══ Extracted text ══
The power woes being felt across southern Africa reached one of the region's premier attractions _ leaving tourists trapped suspended in cable cars at Cape Town's landmark Table Mountain.
/ Source: The Associated Press

The power woes being felt across southern Africa reached one of the region's premier attractions — leaving tourists trapped suspended in cable cars at Cape Town's landmark Table Mountain.

The power cut Monday night trapped 500 people at the top of the mountain and in two cable cars for three hours. That was followed Tuesday by an outage of about an hour across the Zambian capital that forced some nurses at a hospital to work by candlelight. Botswana, Namibia and Zimbabwe have also felt the effects of a deepening regional energy crisis.

Aging infrastructure and growing demand has lead to increasing power outages in southern Africa. This has been exacerbated in the last week as rolling blackouts in South Africa caused the national electricity utility to suspend exports to neighboring countries as it battles to meet demand in the continent's economic hub.

Zambia's power utility, the Zambia Electricity Supply Corporation, sent out notices Tuesday saying power would be turned off from 5 p.m. Tuesday to 6 a.m. Wednesday. Power went off in the capital at about 6 p.m. but was restored over an hour later. However, other parts of the country were still without electricity.

At the University Teaching Hospital in Lusaka, the largest public hospital in Zambia, generators have been used to power the intensive care unit and critical facilities. But in other medical wards nurses were attending to patients by candlelight, public relations manager Pauline Mbangweta said.

Zambia, which relies on hydroelectricity, experienced a national power outage for more than seven hours Saturday night, and then again for about four hours Monday night.

On Tuesday the Zambian state Energy Regulation Board summoned top officials from the country's private power authority to account for the outages.

While officials said that a high voltage occurrence resulted in the first outage, they have given no further public details on the cause, and are conducting an investigation.

The outages have affected operations in Zambia's economically critical copper mining sector, and some miners were temporarily trapped underground during the first power outage. Zambian mines are now importing energy from neighboring Congo.

In a statement, Konkola Copper Mines, Zambia's biggest copper mine, said "mining and metallurgical operations have come to a halt due to equipment damage and the reduced power supply."

Botswana, which imports 70 percent of its power from South Africa, is now depending on unreliable additional supplies from Mozambique, which has to be transported either through South Africa or Zimbabwe.

Damage to a section of the transmission line through Zimbabwe, which will take about a week to repair, has led to the threat of further shortages.

Namibia, which imports 45 percent of its energy from South Africa, will now also be forced to introduce planned outages known as load shedding in efforts to reduce electricity usage by about 20 percent, officials said Tuesday.

South Africa's utility company Eskom says demand is simply too high for it to keep up with, but there is mounting fury that the power cuts are unpredictable and are causing unnecessary economic losses and personal misery.

The power crisis in South Africa was to be urgently discussed at a three-day meeting between President Thabo Mbeki and his Cabinet that started Tuesday.

Eskom chief Jacob Maroga briefed the Cabinet about the country's power supply and measures the utility was putting in place to address challenges.

Jerry Vilakazi, head of Business Unity South Africa, expressed concern about the impact of cut supplies to neighboring countries, where there are many South African business interests.

"I don't believe South Africa can be an island in a dark region," he said. "If we take drastic steps that fail to recognize the interdependency between countries in the region, we could end up hurting ourselves more," he said.

Zimbabwe, where power and water outages occur daily, has been hit by worsening power failures, leaving long-suffering Zimbabweans without electricity, water, telephones and traffic signals.
═══
══ Exercise data ══
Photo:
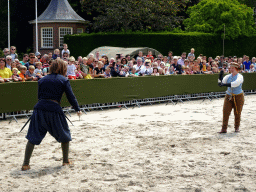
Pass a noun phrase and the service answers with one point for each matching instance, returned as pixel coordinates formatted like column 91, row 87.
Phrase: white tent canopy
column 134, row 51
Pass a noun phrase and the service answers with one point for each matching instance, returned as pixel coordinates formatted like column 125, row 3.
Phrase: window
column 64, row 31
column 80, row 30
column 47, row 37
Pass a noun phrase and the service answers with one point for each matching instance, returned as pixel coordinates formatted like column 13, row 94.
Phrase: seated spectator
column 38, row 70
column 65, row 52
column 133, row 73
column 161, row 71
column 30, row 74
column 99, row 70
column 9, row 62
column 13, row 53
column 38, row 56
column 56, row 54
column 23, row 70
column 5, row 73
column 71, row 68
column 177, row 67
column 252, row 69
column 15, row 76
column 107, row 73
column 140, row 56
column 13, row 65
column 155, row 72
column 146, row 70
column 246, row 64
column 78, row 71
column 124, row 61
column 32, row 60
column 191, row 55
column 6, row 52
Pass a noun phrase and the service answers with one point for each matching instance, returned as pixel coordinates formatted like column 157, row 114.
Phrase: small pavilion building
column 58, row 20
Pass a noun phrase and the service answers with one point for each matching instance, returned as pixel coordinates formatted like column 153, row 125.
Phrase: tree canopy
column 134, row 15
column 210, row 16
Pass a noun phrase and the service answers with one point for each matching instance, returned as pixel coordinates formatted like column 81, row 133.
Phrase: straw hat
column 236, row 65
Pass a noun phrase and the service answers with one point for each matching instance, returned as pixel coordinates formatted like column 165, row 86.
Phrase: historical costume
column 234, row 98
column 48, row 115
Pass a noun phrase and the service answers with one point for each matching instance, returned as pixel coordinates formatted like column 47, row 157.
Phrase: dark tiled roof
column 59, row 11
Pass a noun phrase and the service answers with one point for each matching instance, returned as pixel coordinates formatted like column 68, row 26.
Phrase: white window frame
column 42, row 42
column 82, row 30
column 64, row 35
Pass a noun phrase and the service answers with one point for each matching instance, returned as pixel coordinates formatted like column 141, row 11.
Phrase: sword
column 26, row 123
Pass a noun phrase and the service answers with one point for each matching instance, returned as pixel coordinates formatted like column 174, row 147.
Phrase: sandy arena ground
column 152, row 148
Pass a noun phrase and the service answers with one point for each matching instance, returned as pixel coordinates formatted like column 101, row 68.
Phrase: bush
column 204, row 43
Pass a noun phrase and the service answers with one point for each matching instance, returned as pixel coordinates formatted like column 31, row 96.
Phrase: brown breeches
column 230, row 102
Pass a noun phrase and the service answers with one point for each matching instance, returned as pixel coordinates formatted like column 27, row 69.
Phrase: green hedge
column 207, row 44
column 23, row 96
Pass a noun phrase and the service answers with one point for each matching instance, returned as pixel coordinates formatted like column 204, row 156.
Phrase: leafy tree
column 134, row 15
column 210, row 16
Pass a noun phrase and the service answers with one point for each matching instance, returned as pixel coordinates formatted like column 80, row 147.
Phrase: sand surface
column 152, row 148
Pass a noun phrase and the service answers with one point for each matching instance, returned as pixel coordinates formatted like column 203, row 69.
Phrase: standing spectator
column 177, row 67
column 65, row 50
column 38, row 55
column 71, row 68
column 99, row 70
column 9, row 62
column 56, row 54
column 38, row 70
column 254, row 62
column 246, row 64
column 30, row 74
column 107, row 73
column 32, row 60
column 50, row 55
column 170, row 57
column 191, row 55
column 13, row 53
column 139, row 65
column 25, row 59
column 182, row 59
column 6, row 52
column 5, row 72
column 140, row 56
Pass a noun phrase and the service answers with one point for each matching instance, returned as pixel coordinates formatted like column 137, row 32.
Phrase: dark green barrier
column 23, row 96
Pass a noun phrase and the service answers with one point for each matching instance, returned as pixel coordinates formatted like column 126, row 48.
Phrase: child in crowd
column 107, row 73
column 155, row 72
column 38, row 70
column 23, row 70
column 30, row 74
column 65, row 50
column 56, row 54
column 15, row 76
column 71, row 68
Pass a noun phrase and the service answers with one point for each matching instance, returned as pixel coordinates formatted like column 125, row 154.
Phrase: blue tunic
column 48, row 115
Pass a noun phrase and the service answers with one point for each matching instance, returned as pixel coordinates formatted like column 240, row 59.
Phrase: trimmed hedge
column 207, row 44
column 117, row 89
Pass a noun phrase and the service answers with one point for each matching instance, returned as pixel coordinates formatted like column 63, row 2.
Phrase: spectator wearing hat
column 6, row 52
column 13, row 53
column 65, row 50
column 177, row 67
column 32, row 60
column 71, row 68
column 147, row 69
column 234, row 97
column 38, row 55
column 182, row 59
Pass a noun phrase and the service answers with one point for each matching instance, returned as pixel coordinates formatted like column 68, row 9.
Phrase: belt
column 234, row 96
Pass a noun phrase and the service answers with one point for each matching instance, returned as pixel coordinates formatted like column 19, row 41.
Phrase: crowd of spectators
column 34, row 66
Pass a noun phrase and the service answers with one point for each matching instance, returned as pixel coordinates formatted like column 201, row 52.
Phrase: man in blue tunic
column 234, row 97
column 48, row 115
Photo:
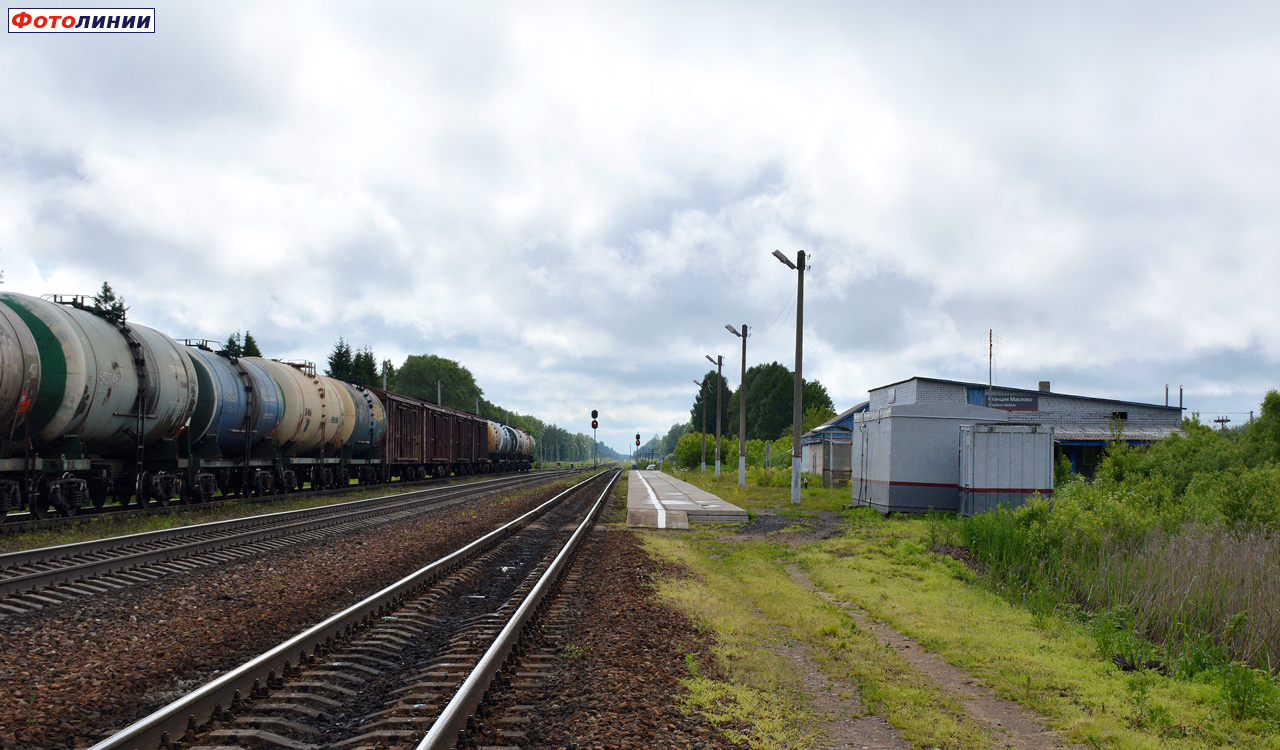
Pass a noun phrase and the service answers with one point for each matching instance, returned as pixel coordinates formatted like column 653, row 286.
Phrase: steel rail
═══
══ Exercise data ══
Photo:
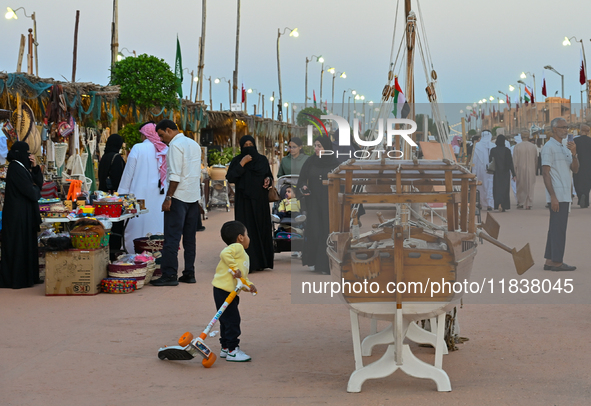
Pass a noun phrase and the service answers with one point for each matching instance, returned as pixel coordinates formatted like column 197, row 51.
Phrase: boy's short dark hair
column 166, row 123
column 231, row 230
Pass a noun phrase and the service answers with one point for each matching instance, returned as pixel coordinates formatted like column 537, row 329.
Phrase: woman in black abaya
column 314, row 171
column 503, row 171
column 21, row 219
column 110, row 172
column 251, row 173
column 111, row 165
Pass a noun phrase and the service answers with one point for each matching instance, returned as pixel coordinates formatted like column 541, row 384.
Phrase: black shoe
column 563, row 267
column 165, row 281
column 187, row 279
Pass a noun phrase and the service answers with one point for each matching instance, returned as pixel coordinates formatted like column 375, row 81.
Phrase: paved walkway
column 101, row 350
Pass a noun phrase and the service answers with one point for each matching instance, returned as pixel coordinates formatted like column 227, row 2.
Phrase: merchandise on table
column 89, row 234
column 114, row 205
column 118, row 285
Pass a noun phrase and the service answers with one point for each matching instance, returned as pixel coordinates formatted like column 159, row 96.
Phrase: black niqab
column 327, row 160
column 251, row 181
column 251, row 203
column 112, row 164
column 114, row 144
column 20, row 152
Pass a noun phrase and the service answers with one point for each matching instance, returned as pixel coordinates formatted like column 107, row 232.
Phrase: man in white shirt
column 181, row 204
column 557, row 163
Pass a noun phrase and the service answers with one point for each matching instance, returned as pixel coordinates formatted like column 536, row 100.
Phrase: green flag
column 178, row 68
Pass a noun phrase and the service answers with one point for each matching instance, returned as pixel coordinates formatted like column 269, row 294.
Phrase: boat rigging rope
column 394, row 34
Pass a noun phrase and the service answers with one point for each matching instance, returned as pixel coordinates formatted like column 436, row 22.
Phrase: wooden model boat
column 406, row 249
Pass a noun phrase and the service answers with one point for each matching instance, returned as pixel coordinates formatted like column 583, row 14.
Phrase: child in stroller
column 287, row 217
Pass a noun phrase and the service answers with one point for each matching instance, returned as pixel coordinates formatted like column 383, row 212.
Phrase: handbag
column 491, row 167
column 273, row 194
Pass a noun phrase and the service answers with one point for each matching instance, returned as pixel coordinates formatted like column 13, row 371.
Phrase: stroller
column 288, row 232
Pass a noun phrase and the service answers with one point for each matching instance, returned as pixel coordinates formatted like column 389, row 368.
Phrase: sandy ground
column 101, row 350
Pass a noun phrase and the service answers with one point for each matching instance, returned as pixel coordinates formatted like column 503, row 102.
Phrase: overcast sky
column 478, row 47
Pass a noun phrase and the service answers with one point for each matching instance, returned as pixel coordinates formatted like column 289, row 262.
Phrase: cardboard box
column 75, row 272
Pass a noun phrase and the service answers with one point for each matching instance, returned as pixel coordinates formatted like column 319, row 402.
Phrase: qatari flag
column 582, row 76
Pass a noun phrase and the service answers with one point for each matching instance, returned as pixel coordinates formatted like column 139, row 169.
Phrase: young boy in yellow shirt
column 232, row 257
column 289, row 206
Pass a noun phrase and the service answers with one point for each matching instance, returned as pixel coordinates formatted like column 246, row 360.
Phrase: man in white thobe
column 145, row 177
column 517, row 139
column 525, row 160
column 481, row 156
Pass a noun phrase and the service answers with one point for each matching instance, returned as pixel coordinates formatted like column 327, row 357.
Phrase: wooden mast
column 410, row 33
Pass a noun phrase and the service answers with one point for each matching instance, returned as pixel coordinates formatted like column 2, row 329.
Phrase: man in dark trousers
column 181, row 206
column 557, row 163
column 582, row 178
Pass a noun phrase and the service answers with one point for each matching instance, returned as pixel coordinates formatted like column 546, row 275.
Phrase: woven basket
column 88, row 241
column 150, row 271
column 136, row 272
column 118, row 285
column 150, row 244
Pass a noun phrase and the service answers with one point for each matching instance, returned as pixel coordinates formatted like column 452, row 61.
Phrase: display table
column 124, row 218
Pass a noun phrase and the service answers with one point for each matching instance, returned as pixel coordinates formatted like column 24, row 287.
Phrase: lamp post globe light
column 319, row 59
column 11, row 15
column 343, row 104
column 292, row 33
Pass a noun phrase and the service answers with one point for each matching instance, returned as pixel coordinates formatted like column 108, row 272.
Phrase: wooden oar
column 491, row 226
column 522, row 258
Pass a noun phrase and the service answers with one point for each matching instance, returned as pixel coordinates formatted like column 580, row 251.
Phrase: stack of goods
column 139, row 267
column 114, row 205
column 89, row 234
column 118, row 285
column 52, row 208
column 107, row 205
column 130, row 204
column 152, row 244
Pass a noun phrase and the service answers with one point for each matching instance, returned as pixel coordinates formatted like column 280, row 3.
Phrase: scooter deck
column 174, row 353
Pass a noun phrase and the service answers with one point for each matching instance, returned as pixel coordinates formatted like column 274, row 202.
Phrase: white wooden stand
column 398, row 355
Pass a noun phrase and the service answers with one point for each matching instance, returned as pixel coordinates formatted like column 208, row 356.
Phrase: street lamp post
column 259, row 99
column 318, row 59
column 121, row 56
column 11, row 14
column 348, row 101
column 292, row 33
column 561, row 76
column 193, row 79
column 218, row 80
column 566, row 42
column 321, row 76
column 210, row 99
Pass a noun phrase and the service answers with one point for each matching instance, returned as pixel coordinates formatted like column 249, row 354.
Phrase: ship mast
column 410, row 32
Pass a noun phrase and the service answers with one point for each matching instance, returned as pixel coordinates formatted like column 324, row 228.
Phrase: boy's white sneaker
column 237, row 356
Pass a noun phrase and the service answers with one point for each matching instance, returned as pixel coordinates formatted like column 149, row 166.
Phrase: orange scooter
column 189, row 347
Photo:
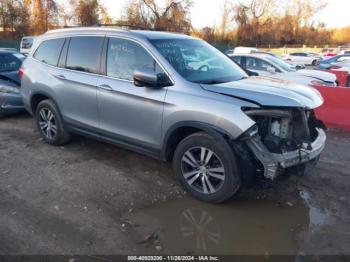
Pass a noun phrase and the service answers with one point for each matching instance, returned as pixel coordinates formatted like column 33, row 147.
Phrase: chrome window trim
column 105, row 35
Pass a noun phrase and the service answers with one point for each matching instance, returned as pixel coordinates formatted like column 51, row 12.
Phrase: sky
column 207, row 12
═══
* **The problem**: According to the article about southern Africa's power outages, how many people were trapped at the top of Table Mountain and in two cable cars by Monday night's power cut?

* **Task output**: 500 people.